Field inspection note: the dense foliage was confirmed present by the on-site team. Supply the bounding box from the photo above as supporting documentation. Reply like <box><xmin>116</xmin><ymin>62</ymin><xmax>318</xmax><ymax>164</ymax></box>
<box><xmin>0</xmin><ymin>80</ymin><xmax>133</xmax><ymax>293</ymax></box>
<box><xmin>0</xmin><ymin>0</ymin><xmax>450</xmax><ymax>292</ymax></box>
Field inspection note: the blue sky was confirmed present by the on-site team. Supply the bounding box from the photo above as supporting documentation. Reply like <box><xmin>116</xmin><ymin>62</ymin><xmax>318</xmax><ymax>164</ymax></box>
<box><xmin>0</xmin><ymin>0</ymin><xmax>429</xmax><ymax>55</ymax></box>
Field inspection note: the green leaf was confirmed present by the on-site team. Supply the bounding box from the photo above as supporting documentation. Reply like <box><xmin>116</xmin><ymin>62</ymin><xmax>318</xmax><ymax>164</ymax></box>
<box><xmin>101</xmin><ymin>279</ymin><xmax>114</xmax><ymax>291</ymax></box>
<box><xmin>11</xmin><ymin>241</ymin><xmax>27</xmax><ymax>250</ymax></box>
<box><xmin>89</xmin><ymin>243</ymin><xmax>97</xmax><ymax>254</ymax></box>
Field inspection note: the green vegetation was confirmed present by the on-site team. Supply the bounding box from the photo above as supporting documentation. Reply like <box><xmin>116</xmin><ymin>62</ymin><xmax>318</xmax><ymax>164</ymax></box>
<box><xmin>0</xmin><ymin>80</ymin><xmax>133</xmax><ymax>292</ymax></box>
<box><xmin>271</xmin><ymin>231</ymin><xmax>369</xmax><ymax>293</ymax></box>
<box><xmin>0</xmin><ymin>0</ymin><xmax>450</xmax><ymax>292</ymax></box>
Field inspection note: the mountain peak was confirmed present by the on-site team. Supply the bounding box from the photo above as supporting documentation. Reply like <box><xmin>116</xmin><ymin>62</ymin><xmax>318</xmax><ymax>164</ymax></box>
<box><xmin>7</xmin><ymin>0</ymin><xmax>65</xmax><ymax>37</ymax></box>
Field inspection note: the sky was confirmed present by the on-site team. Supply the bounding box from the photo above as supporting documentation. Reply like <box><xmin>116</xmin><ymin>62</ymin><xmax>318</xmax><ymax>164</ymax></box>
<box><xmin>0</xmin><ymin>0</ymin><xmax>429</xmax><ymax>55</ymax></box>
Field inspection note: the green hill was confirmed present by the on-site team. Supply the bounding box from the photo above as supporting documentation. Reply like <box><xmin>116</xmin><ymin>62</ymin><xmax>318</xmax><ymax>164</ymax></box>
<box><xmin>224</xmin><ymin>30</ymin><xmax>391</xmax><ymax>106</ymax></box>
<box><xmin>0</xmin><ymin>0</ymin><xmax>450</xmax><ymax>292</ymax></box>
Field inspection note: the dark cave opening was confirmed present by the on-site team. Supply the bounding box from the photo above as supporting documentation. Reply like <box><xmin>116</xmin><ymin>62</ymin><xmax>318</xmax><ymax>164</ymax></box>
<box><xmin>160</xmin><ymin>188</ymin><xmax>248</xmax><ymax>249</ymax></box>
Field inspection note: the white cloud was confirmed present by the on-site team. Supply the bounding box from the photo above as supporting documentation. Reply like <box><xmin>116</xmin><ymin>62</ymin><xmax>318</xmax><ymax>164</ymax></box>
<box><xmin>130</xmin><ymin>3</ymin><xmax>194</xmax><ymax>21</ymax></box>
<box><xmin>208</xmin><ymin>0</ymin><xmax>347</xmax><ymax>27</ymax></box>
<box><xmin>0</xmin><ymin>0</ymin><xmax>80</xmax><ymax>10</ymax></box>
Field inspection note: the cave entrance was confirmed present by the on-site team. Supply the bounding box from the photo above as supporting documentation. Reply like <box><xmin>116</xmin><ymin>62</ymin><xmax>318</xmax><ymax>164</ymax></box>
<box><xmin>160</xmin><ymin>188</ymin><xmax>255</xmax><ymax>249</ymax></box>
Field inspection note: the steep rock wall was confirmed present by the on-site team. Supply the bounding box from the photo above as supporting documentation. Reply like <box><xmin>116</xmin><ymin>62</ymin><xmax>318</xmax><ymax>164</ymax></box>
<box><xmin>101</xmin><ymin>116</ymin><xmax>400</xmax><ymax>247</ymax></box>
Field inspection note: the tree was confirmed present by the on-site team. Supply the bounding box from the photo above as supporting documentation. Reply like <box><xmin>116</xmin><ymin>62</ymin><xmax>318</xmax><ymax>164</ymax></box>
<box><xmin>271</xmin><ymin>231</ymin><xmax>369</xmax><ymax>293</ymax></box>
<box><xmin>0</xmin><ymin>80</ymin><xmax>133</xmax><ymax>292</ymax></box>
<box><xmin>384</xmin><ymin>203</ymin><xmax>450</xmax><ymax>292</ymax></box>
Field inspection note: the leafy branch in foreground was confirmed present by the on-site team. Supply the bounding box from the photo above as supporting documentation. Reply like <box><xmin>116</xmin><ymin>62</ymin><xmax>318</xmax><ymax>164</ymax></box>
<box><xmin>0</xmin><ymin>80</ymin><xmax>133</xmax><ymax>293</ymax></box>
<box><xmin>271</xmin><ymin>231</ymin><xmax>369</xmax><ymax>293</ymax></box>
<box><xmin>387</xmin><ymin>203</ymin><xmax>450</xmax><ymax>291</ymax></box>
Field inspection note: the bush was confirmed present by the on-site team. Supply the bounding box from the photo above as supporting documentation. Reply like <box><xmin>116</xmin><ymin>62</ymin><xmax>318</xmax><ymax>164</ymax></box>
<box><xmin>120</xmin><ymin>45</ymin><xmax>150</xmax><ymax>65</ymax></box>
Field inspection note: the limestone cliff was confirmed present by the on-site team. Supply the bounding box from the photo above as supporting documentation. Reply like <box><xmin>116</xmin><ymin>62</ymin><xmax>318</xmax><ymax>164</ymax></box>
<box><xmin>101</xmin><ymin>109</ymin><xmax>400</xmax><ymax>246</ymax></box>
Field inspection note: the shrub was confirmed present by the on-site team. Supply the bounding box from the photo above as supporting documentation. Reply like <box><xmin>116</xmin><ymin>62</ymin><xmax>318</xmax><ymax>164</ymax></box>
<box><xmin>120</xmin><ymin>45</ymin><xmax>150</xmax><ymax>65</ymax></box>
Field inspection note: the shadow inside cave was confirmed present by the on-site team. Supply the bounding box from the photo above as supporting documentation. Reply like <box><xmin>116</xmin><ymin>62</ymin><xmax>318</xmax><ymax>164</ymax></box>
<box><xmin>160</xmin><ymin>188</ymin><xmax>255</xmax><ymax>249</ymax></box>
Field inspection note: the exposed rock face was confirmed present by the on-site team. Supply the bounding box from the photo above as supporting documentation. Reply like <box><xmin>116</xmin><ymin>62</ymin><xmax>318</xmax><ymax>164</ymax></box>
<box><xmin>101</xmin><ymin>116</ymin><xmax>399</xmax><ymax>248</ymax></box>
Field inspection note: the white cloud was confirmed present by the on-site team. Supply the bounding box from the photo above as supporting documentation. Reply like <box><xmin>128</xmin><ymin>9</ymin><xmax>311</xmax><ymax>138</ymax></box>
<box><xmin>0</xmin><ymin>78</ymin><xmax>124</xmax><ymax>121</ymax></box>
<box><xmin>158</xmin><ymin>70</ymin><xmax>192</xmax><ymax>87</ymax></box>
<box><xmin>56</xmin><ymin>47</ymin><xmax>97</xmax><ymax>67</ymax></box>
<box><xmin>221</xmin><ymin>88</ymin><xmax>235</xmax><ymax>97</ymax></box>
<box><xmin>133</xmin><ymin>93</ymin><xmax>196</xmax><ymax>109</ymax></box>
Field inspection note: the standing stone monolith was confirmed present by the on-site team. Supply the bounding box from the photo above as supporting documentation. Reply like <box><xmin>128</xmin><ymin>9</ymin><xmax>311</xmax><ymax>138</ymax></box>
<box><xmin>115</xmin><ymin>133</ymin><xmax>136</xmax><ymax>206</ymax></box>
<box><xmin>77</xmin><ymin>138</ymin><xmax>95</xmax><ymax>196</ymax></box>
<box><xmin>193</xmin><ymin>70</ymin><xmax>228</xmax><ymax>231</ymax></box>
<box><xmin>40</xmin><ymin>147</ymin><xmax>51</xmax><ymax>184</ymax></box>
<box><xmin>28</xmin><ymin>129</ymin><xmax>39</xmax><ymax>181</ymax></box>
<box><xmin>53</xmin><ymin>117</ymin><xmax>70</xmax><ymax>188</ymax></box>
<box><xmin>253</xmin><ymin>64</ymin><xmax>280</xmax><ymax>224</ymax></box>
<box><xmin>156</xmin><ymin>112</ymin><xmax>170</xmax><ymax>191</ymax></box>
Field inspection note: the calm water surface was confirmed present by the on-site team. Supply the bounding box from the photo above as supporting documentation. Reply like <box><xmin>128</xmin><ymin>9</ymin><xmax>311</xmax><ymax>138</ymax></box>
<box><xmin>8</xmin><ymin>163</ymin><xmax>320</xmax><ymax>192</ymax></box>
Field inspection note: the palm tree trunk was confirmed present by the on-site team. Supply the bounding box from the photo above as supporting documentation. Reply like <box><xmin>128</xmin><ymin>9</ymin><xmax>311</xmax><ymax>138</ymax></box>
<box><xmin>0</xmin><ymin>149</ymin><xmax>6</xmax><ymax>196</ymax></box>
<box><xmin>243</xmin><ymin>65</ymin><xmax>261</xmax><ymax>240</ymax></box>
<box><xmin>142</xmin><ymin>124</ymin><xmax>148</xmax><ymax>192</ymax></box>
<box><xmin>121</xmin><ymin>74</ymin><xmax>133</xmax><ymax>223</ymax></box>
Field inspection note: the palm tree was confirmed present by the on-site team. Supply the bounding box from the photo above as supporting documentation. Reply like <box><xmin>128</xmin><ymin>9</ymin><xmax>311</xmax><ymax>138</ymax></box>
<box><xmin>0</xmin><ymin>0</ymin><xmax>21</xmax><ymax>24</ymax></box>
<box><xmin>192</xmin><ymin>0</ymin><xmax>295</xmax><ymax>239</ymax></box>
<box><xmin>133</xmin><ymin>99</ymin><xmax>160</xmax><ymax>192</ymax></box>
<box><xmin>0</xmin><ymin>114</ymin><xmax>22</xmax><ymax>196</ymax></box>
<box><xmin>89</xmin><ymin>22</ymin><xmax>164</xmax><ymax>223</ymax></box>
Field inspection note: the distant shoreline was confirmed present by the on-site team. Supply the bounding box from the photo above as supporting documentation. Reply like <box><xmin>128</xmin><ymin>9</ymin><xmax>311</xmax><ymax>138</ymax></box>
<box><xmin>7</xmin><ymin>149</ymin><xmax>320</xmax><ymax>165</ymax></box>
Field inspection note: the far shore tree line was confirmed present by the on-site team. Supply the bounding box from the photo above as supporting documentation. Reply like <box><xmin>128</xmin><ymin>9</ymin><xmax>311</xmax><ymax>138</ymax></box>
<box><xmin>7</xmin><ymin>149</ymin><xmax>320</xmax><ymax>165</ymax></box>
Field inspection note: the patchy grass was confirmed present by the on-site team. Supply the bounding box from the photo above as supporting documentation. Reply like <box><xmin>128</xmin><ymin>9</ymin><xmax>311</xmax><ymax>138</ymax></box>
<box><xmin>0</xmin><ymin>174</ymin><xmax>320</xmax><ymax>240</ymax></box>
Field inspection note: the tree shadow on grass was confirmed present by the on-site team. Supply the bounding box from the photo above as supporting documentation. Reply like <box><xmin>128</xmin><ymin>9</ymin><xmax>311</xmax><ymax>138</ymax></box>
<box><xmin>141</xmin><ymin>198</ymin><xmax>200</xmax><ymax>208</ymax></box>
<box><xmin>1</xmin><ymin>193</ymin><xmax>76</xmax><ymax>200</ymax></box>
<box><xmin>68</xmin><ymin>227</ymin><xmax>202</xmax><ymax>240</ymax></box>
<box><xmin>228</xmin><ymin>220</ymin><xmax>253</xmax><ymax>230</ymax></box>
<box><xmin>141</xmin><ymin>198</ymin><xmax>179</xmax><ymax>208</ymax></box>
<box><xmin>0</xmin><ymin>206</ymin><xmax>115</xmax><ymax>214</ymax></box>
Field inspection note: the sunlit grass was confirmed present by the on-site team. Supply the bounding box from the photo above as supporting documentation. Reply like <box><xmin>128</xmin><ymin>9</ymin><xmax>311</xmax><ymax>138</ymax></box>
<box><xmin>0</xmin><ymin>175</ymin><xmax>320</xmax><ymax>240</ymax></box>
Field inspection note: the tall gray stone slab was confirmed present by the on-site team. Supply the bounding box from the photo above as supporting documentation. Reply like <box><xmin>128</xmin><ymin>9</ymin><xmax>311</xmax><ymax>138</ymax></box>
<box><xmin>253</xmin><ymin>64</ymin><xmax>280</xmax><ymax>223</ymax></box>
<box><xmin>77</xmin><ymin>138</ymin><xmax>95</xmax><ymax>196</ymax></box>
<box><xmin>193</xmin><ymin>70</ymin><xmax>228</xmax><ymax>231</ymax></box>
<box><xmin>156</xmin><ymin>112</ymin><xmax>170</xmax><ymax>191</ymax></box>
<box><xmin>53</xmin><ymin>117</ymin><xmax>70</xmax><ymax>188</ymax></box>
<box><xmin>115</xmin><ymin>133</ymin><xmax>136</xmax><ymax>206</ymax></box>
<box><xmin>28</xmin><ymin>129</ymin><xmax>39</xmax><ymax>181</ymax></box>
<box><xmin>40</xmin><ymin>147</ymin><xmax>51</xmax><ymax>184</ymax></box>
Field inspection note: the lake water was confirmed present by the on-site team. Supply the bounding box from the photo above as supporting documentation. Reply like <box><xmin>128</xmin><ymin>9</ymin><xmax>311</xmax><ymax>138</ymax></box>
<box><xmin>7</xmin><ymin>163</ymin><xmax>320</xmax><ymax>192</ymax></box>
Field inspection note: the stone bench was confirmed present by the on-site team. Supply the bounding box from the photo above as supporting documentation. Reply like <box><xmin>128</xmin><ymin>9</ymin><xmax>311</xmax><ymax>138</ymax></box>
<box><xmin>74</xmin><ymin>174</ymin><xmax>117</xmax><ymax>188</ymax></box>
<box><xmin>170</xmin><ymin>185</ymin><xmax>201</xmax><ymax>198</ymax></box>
■ ■ ■ ■
• DIRECTION
Rewrite the lines from the one containing "Field inspection note: the stone" through the final line above, replacing "stone bench" with "wooden bench" and changing nothing else. Give only those lines.

• COMPLETED TASK
Field inspection note: the wooden bench was confirmed present by the on-site team. Supply the bounding box from the photo above as supporting documentation. Reply like <box><xmin>128</xmin><ymin>9</ymin><xmax>311</xmax><ymax>138</ymax></box>
<box><xmin>74</xmin><ymin>174</ymin><xmax>117</xmax><ymax>188</ymax></box>
<box><xmin>170</xmin><ymin>185</ymin><xmax>201</xmax><ymax>198</ymax></box>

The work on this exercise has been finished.